- Direction 1
According to the passage on pruning tools, why should you choose hand pruners held together with nuts and bolts rather than rivets? Answer in one to three sentences.
- Direction 2
From the passage on pruning tools, repeat word for word the section starting at "Pruners, Loppers, and" and ending at "springs as needed.".

Now that's a writer who knew the difference between anvil and bypass secateurs, the high-hat name for pruning shears. Hers probably came from a firm with an appointment to the House of Windsor.
The two hand pruners on the left can cut through stems up to half an inch in diameter. Photograph: Neil Soderstrom
Royal appointment or no royal appointment, you don't want to scrimp on the quality either. Well-made cutting tools are never a waste of money, and there are plenty of good makers. ARS, Corona, Felco, Fiskars, and Sandvik are five names to look for. Even Stihl, famous for chain saws, has gotten into the business. If possible, try a tool before you open your wallet. Is it too heavy? Does it feel too light? And don't just hold it: Use it. Is it easy to operate? Does it cut smoothly? Can it handle the size cuts you need to make?
If you choose carefully, you won't end up with a collection of pruning equipment you never use. In truth, most of us need little more than a good pair of pruning shears and a pruning saw—although plenty more tools are available. Unless you have an especially good garden store nearby, shop by mail or online in order to take advantage of the astonishing array of what's for sale—not just different tools but different models, grades, and sizes. And better prices.
Prices vary enormously—as much as 50 percent—so compare before you buy. (Try using one of the online price-comparison search engines, such as www.dealtime.com. The prices listed below are from mail-order or online sites.) And if you discover a tool looked better in the picture than it feels in your hand, send it back. Most firms are understanding about returns.
For top quality, look for terms like "professional," "classic," or "heavy duty." Unless you prune only every other year, investing in a "pro" model is money saved in the long run. If possible, opt for tools that come with lifetime warranties, which more and more manufacturers now offer.
Pruners, Loppers, and More
Hand tools that cut, not saw, are the pruning tools you'll use most often. There is a gaggle of choices, ranging from tools for big jobs to tools for small cuts. You don't need everything, but probably you will want more than one.
From left to right: Anvil pruner with ratchets, bypass pruner, and regular
anvil pruner. Look for a model assembled with screws and bolts, so you can
replace baldes and springs as needed.
Illustration: Emma Skurnick
Hand Pruners If there is a single, indispensable tool for pruning, it's a pair of hand shears, or hand pruners. Flower gardeners opt for flower shears, scissorlike cutters designed for snipping soft stems. You'll need something more substantial for pruning trees, shrubs, and vines, pruners that will cut woody stems up to at least half an inch in diameter.
Eliminate any pruners that don't have blades made from high-tempered carbon steel, which can be sharpened. It's also important that you can replace blades and springs. You won't be able to repair—or replace parts—on pruners put together with rivets, so look for nuts and bolts.

- Provided records
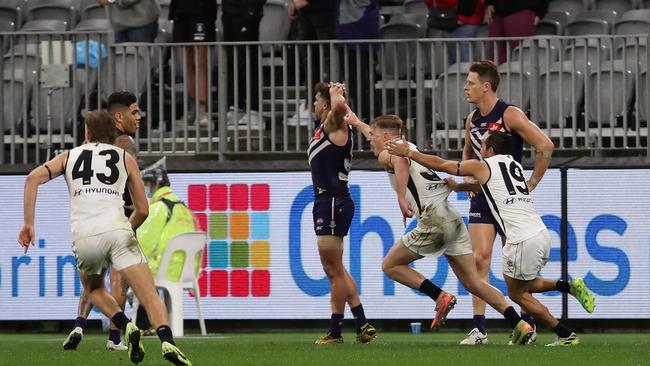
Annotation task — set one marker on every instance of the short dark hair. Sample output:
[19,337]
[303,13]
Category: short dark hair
[389,122]
[157,176]
[101,126]
[121,99]
[487,72]
[324,90]
[500,142]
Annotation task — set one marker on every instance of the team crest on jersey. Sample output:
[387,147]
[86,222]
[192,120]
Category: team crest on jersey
[495,126]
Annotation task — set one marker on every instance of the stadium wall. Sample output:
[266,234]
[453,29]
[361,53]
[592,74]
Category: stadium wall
[262,263]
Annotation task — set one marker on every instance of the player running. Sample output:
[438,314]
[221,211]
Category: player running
[440,230]
[528,242]
[97,174]
[124,108]
[330,159]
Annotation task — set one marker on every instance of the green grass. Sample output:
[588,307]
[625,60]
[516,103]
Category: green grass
[400,349]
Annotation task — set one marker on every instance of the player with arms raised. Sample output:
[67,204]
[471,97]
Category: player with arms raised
[97,174]
[330,158]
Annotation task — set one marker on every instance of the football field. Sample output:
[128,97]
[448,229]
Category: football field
[400,349]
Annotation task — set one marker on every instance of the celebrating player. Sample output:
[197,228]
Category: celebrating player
[97,174]
[440,229]
[493,114]
[330,158]
[123,106]
[528,243]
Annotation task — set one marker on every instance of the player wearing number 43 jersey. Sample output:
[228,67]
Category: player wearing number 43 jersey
[528,243]
[96,174]
[440,229]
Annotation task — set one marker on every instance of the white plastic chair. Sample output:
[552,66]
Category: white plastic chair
[191,243]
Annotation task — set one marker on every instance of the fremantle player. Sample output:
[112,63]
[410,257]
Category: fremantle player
[125,110]
[493,114]
[528,243]
[440,229]
[97,174]
[330,158]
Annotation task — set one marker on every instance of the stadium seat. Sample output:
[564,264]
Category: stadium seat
[415,7]
[62,10]
[275,22]
[553,23]
[93,24]
[633,22]
[593,22]
[396,54]
[619,6]
[192,244]
[64,104]
[90,9]
[15,96]
[612,97]
[633,51]
[11,10]
[587,53]
[514,84]
[547,51]
[130,68]
[450,97]
[573,7]
[556,101]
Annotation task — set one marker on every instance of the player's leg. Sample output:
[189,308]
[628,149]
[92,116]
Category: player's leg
[519,292]
[118,291]
[396,266]
[576,288]
[126,257]
[75,336]
[482,237]
[330,250]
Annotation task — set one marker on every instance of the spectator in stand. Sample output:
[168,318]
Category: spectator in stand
[241,23]
[508,18]
[195,21]
[358,19]
[470,14]
[133,20]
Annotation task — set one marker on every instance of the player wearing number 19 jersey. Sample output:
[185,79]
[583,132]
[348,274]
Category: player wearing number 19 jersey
[440,229]
[528,243]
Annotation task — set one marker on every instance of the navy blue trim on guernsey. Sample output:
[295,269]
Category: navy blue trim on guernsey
[488,195]
[414,192]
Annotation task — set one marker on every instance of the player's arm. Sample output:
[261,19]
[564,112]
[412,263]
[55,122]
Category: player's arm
[351,119]
[36,177]
[400,167]
[474,168]
[136,188]
[339,108]
[518,122]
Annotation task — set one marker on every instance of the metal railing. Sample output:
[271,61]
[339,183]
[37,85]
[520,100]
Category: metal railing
[564,84]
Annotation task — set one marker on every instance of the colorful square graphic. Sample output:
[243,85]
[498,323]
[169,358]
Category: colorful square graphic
[237,258]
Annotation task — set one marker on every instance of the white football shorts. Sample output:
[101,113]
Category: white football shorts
[116,248]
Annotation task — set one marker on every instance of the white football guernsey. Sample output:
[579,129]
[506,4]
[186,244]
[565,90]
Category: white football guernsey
[424,188]
[509,200]
[96,177]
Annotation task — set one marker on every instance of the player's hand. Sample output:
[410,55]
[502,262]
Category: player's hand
[451,182]
[26,236]
[489,13]
[398,147]
[407,211]
[351,118]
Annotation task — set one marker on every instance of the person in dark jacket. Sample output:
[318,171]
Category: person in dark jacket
[507,18]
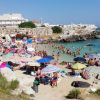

- Written response 1
Pruners put together with rivets can't be repaired and their parts can't be replaced. With nuts and bolts, you can replace the blades and springs as needed.

- Written response 2
Pruners, Loppers, and More
Hand tools that cut, not saw, are the pruning tools you'll use most often. There is a gaggle of choices, ranging from tools for big jobs to tools for small cuts. You don't need everything, but probably you will want more than one.
From left to right: Anvil pruner with ratchets, bypass pruner, and regular
anvil pruner. Look for a model assembled with screws and bolts, so you can
replace baldes and springs as needed.